◆ Set problem: Reproduce every one of the entries below word for word, with nothing changed.

◆ Data lines:
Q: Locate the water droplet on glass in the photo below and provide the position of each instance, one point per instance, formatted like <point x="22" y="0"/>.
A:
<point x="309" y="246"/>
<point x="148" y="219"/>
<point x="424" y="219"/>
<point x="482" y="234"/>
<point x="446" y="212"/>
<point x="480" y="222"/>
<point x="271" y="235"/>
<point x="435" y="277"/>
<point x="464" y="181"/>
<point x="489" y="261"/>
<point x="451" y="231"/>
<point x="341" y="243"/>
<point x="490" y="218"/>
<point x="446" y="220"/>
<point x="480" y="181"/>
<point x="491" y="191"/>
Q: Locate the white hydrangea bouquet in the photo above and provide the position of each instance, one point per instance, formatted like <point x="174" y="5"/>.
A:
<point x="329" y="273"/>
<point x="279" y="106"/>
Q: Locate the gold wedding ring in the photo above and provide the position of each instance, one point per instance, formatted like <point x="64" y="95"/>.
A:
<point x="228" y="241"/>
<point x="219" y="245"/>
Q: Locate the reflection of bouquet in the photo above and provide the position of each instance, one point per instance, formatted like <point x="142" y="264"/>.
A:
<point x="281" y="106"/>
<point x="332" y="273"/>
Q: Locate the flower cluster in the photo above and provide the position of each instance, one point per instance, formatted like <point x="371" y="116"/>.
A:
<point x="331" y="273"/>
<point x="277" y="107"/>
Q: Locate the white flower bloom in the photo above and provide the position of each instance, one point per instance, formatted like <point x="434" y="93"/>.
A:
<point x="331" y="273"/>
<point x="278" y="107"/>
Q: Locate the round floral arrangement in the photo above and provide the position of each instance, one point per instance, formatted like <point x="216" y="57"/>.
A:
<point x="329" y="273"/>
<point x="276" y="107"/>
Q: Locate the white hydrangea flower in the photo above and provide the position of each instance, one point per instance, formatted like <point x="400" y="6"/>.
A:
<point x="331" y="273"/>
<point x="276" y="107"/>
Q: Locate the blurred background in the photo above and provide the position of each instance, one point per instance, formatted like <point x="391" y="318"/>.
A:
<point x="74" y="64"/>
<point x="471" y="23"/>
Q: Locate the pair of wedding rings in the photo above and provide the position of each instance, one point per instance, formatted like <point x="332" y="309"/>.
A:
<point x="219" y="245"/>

◆ Exercise output:
Q: Locate the water droplet on glass in the photo below and provide the position of each instance, one point per instance, formatted like <point x="22" y="0"/>.
A:
<point x="309" y="246"/>
<point x="148" y="219"/>
<point x="424" y="219"/>
<point x="482" y="234"/>
<point x="446" y="212"/>
<point x="480" y="222"/>
<point x="271" y="235"/>
<point x="435" y="277"/>
<point x="464" y="181"/>
<point x="489" y="261"/>
<point x="451" y="231"/>
<point x="341" y="243"/>
<point x="490" y="218"/>
<point x="446" y="220"/>
<point x="480" y="181"/>
<point x="491" y="191"/>
Q: Locate the white hydrangea bouquet in the photo above and provide the position of each instance, one point per instance, formatted like <point x="174" y="5"/>.
A:
<point x="329" y="273"/>
<point x="279" y="106"/>
Q: Locate the gold wedding ring in the photo above and provide the position of each instance, one point per instance, formatted like <point x="64" y="95"/>.
A:
<point x="228" y="241"/>
<point x="219" y="245"/>
Q: Locate the reflection of bouquet in the photo above and provide the position of each instance, one point per instance, formatted like <point x="142" y="264"/>.
A:
<point x="281" y="106"/>
<point x="332" y="273"/>
Q: Locate the flower cluster in the photo above and provide the position of each instance, one point per instance, formatted like <point x="371" y="116"/>.
A:
<point x="331" y="273"/>
<point x="277" y="107"/>
Q: Locate the white flower bloom in the photo above and provide the position of each instance, one point per instance, formatted like <point x="434" y="93"/>.
A:
<point x="331" y="273"/>
<point x="278" y="107"/>
Q: Locate the round floral arrangement in the photo above and provide the position of each instance, one point per instance, formatted like <point x="216" y="57"/>.
A:
<point x="329" y="273"/>
<point x="276" y="107"/>
Q: Locate the white hydrangea flower in the photo above and provide the position of each instance, one point per instance, formatted like <point x="400" y="6"/>.
A:
<point x="331" y="273"/>
<point x="276" y="107"/>
Q: Locate the blurred background in the photo above and provide the position of each instance, one point per instance, formatted like <point x="391" y="318"/>.
A:
<point x="74" y="64"/>
<point x="471" y="23"/>
Q: Locate the pair of wedding rings in the photo above and provide the position of each instance, one point per instance, formatted like <point x="332" y="309"/>.
A:
<point x="219" y="245"/>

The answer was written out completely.